Work to complete
Can you give the part of the data below that opens with the line containing "[trace] every instance of the tree foliage" and closes with the line containing "POLYGON ((354 62, 360" as a JSON list of strings, one string per line, with both of those lines included and blank lines left out?

(Excerpts of annotation records)
* * *
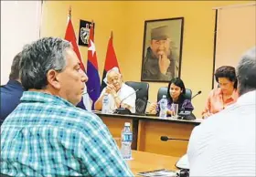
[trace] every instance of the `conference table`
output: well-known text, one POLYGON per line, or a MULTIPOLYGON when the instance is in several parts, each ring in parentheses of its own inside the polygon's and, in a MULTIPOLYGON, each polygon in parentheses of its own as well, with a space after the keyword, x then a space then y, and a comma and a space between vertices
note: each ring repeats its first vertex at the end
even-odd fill
POLYGON ((156 116, 94 113, 106 124, 113 138, 120 138, 124 122, 130 122, 133 135, 133 150, 173 157, 181 157, 187 152, 187 141, 192 130, 202 121, 201 119, 185 120, 167 118, 163 120, 156 116), (162 141, 161 136, 187 141, 162 141))
POLYGON ((179 158, 167 155, 160 155, 145 151, 133 151, 133 160, 126 161, 133 173, 167 169, 177 171, 175 166, 179 158))

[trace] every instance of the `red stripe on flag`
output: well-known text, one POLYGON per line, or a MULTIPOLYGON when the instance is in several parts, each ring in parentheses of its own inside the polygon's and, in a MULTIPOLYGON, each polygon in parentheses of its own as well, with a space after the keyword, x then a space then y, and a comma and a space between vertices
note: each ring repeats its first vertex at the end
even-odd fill
POLYGON ((91 61, 91 63, 98 70, 97 55, 95 49, 96 48, 94 45, 94 28, 93 28, 93 25, 91 25, 90 28, 90 36, 89 36, 89 45, 88 45, 88 60, 91 61))
POLYGON ((73 27, 73 25, 72 25, 72 22, 71 22, 70 18, 69 19, 68 26, 67 26, 67 29, 66 29, 65 39, 69 41, 72 44, 73 49, 74 49, 75 53, 77 54, 78 58, 80 61, 80 68, 83 71, 85 71, 84 65, 83 65, 83 62, 81 60, 81 56, 80 56, 80 53, 79 46, 78 46, 78 43, 77 43, 76 34, 75 34, 74 27, 73 27))
MULTIPOLYGON (((119 68, 117 58, 116 58, 114 48, 113 48, 113 45, 112 45, 112 38, 113 37, 112 37, 112 35, 111 35, 111 37, 109 40, 109 44, 108 44, 107 54, 106 54, 106 60, 105 60, 105 67, 104 67, 105 71, 108 71, 114 67, 117 67, 119 68)), ((119 71, 120 71, 120 68, 119 68, 119 71)))

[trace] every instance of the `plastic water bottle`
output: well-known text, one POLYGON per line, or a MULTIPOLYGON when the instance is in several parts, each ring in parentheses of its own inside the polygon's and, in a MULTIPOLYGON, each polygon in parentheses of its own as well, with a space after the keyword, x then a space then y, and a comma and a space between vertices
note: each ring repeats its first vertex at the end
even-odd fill
POLYGON ((163 98, 160 100, 160 111, 159 111, 159 118, 160 119, 166 119, 167 113, 167 99, 166 96, 163 95, 163 98))
POLYGON ((124 160, 132 159, 132 142, 133 142, 133 132, 131 131, 130 123, 125 122, 124 128, 122 130, 121 136, 121 154, 124 160))
POLYGON ((105 93, 104 96, 103 96, 103 99, 102 99, 101 113, 108 114, 109 111, 110 111, 110 100, 109 100, 108 94, 105 93))

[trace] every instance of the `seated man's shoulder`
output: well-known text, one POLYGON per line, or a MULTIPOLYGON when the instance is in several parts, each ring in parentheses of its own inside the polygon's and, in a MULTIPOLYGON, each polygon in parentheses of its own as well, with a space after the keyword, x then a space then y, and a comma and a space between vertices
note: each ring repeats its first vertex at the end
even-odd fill
POLYGON ((125 91, 135 91, 133 88, 132 88, 131 86, 128 86, 127 84, 124 84, 123 88, 125 89, 125 91))

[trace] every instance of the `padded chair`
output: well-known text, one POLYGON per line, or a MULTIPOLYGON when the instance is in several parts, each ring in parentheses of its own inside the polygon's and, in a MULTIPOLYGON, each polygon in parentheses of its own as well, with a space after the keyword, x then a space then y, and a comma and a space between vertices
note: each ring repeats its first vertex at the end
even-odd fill
POLYGON ((134 90, 141 88, 141 90, 136 92, 135 113, 144 114, 147 100, 148 100, 149 84, 146 82, 133 82, 133 81, 126 81, 125 84, 133 88, 134 90))
MULTIPOLYGON (((157 93, 157 102, 163 98, 163 95, 166 95, 168 93, 168 87, 163 87, 158 89, 157 93)), ((191 99, 192 91, 191 89, 186 88, 185 99, 191 99)))

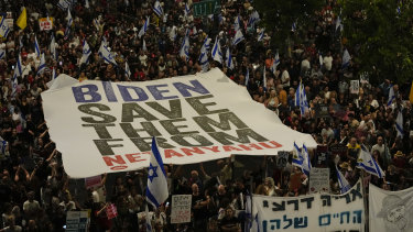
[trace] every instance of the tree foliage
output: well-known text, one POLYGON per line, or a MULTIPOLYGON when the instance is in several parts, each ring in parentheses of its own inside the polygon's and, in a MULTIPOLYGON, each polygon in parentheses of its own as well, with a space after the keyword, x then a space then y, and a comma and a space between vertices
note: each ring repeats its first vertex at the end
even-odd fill
POLYGON ((278 46, 285 45, 292 33, 292 24, 306 27, 314 12, 320 10, 325 0, 254 0, 260 12, 261 25, 272 33, 272 42, 278 46))
POLYGON ((354 62, 360 71, 368 71, 370 80, 377 81, 411 79, 412 1, 340 0, 339 3, 343 33, 354 48, 354 62))

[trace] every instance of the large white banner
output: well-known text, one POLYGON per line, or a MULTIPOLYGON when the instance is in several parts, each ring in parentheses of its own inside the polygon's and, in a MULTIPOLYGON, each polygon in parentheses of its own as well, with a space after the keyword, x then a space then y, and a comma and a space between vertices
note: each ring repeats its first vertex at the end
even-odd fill
POLYGON ((259 231, 365 231, 361 181, 345 195, 252 197, 259 231))
POLYGON ((316 147, 219 69, 144 82, 86 80, 42 99, 51 139, 73 178, 148 167, 152 136, 165 164, 276 155, 292 151, 294 141, 316 147))
POLYGON ((412 232, 412 217, 413 187, 402 191, 387 191, 370 184, 370 231, 412 232))

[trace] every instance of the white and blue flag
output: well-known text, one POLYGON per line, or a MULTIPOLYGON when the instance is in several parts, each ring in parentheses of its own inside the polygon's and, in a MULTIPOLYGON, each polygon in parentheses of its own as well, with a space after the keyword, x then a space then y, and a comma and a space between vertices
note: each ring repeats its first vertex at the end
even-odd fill
POLYGON ((359 157, 357 158, 358 168, 365 169, 367 173, 374 175, 379 178, 384 177, 384 172, 381 169, 376 159, 371 156, 366 146, 361 146, 359 157))
POLYGON ((232 55, 231 55, 231 51, 229 51, 229 47, 227 48, 227 53, 226 53, 226 56, 225 56, 225 63, 227 65, 227 68, 229 69, 233 69, 233 60, 232 60, 232 55))
POLYGON ((188 15, 189 15, 189 12, 191 12, 189 5, 188 5, 188 3, 186 2, 186 3, 185 3, 185 10, 184 10, 185 16, 188 16, 188 15))
POLYGON ((258 34, 258 37, 257 37, 257 41, 258 42, 261 42, 262 40, 264 40, 264 29, 261 29, 261 32, 260 32, 260 34, 258 34))
POLYGON ((10 32, 10 27, 9 27, 9 24, 6 22, 6 16, 2 16, 1 18, 1 22, 0 22, 0 37, 7 37, 9 35, 9 32, 10 32))
POLYGON ((18 85, 19 80, 18 77, 21 77, 23 75, 23 66, 22 66, 22 57, 19 54, 18 62, 14 67, 14 74, 13 77, 11 78, 11 96, 14 96, 15 92, 18 91, 18 85))
POLYGON ((40 52, 40 46, 39 46, 36 36, 34 36, 34 53, 36 54, 36 57, 40 57, 41 52, 40 52))
POLYGON ((312 163, 309 161, 308 150, 305 146, 305 144, 303 144, 303 148, 301 150, 301 152, 302 152, 302 157, 303 157, 302 170, 306 176, 309 176, 309 170, 312 169, 312 163))
POLYGON ((52 34, 52 42, 51 42, 51 47, 50 47, 50 49, 51 49, 51 54, 52 54, 54 60, 57 62, 58 56, 57 56, 57 49, 56 49, 56 41, 55 41, 53 34, 52 34))
POLYGON ((248 26, 254 26, 254 24, 260 21, 260 14, 257 11, 250 14, 250 19, 248 20, 248 26))
POLYGON ((155 12, 157 16, 161 16, 163 14, 163 9, 162 9, 160 1, 157 0, 155 1, 155 4, 153 4, 153 11, 155 12))
POLYGON ((279 52, 275 53, 274 60, 272 62, 271 65, 271 71, 274 74, 276 71, 276 67, 280 65, 280 55, 279 52))
POLYGON ((307 102, 307 96, 305 95, 304 85, 300 81, 298 88, 295 91, 295 107, 300 107, 301 114, 304 115, 308 111, 309 106, 307 102))
POLYGON ((124 62, 124 75, 127 75, 128 79, 130 79, 131 71, 128 62, 124 62))
POLYGON ((6 51, 0 49, 0 59, 6 58, 6 51))
POLYGON ((295 32, 296 30, 297 30, 297 23, 293 22, 293 24, 291 25, 291 31, 295 32))
POLYGON ((238 30, 236 35, 232 38, 232 45, 237 46, 237 44, 239 44, 243 40, 244 40, 244 37, 243 37, 243 34, 242 34, 241 30, 238 30))
POLYGON ((112 64, 112 65, 118 65, 116 63, 112 54, 110 53, 108 46, 105 45, 105 42, 101 42, 98 54, 105 60, 105 63, 112 64))
POLYGON ((143 40, 143 42, 142 42, 142 51, 143 51, 143 52, 148 52, 148 47, 146 47, 146 42, 145 42, 145 40, 143 40))
POLYGON ((246 87, 248 88, 248 82, 250 81, 250 69, 247 68, 247 74, 246 74, 246 87))
POLYGON ((341 174, 341 172, 337 168, 337 166, 336 166, 336 172, 337 172, 338 185, 340 187, 340 192, 346 194, 348 190, 351 189, 351 186, 347 181, 346 177, 341 174))
POLYGON ((395 118, 395 131, 398 132, 398 136, 403 139, 403 114, 401 111, 398 112, 398 117, 395 118))
POLYGON ((161 153, 152 139, 152 155, 148 167, 146 201, 157 209, 167 199, 166 173, 163 168, 161 153))
POLYGON ((170 31, 170 38, 171 38, 171 41, 175 41, 175 38, 176 38, 176 26, 174 25, 174 26, 172 26, 172 29, 171 29, 171 31, 170 31))
POLYGON ((46 69, 46 59, 44 58, 44 53, 42 53, 41 58, 40 58, 40 65, 37 67, 37 74, 41 75, 43 71, 46 69))
POLYGON ((189 60, 189 30, 186 30, 185 37, 182 41, 182 45, 180 48, 180 56, 185 57, 185 60, 189 60))
POLYGON ((84 40, 84 47, 83 47, 83 55, 80 58, 80 65, 87 64, 89 62, 91 51, 89 44, 87 44, 86 40, 84 40))
POLYGON ((301 152, 301 148, 294 142, 292 165, 297 166, 301 169, 303 169, 303 161, 304 161, 304 158, 303 158, 303 154, 301 152))
POLYGON ((67 9, 66 20, 67 20, 67 26, 66 26, 66 31, 65 31, 65 40, 67 40, 68 36, 70 35, 72 25, 73 25, 73 18, 72 18, 70 9, 67 9))
POLYGON ((6 155, 7 145, 8 145, 8 142, 0 136, 0 153, 2 155, 6 155))
POLYGON ((350 54, 348 53, 347 49, 345 49, 345 52, 343 53, 341 68, 348 67, 348 65, 350 64, 350 59, 351 59, 350 54))
POLYGON ((240 29, 241 29, 241 18, 238 15, 238 16, 236 18, 235 23, 233 23, 233 30, 235 30, 235 31, 238 31, 238 30, 240 30, 240 29))
POLYGON ((218 36, 215 38, 215 44, 211 51, 213 59, 222 64, 221 46, 219 45, 218 36))
POLYGON ((148 27, 149 27, 149 16, 146 18, 145 23, 143 23, 141 31, 139 31, 138 37, 142 37, 142 35, 146 33, 148 27))
POLYGON ((339 15, 337 16, 337 20, 336 20, 336 31, 338 27, 340 29, 340 31, 343 31, 341 19, 339 15))
POLYGON ((393 101, 395 99, 395 95, 394 95, 394 89, 393 89, 393 85, 390 86, 390 89, 389 89, 389 99, 388 99, 388 107, 390 107, 393 101))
* * *
Answer to this exercise
[
  "[trace] every instance of the tree foliage",
  "output: well-known text, one POLYGON per line, or a MULTIPOLYGON when the instance is in several parts, each ring in parentheses of its own inside the polygon's and, in a MULTIPOLYGON, each polygon in parentheses of its own as well, with a space after the keyword, x then a space then y, and a comma and a space between vertices",
  "note: each ring repeats its first vertex at the end",
  "even-odd fill",
  "POLYGON ((278 46, 285 45, 292 33, 292 24, 306 27, 314 12, 320 10, 325 0, 254 0, 260 12, 261 25, 272 33, 272 42, 278 46))",
  "POLYGON ((354 62, 360 71, 368 71, 370 80, 377 81, 411 79, 412 1, 340 0, 339 3, 343 33, 354 48, 354 62))"
]